[Start]

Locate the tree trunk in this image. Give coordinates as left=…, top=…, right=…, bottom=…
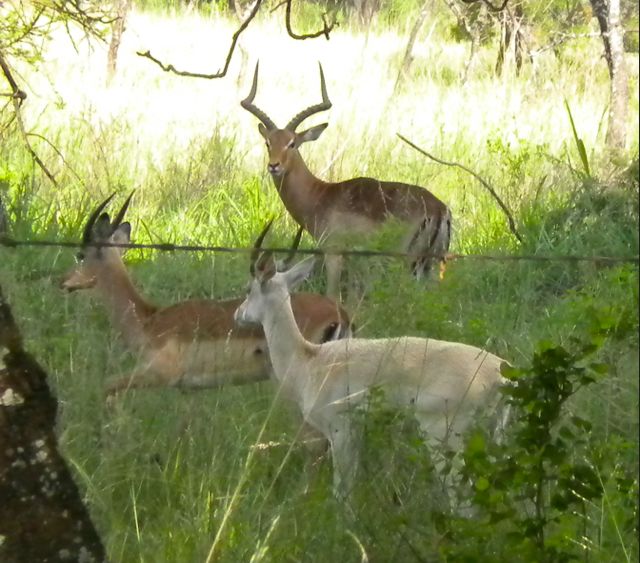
left=393, top=0, right=431, bottom=94
left=590, top=0, right=613, bottom=74
left=107, top=0, right=131, bottom=84
left=606, top=0, right=629, bottom=149
left=496, top=4, right=524, bottom=75
left=0, top=196, right=9, bottom=235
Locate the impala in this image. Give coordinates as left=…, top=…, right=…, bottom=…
left=235, top=225, right=506, bottom=498
left=240, top=64, right=451, bottom=297
left=61, top=195, right=351, bottom=395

[End]

[PROMPT]
Copy every line of the entries above word for word, leaving out the pictures.

[ANSWER TO THIS EXERCISE]
Locate the tree trunk in this image. Give coordinates as left=…, top=…, right=…, bottom=…
left=393, top=0, right=431, bottom=94
left=590, top=0, right=613, bottom=74
left=107, top=0, right=131, bottom=84
left=606, top=0, right=629, bottom=149
left=496, top=4, right=524, bottom=75
left=0, top=196, right=9, bottom=235
Locate the impala in this image. Give coordinates as left=…, top=…, right=…, bottom=…
left=235, top=225, right=506, bottom=498
left=240, top=64, right=451, bottom=297
left=61, top=195, right=351, bottom=395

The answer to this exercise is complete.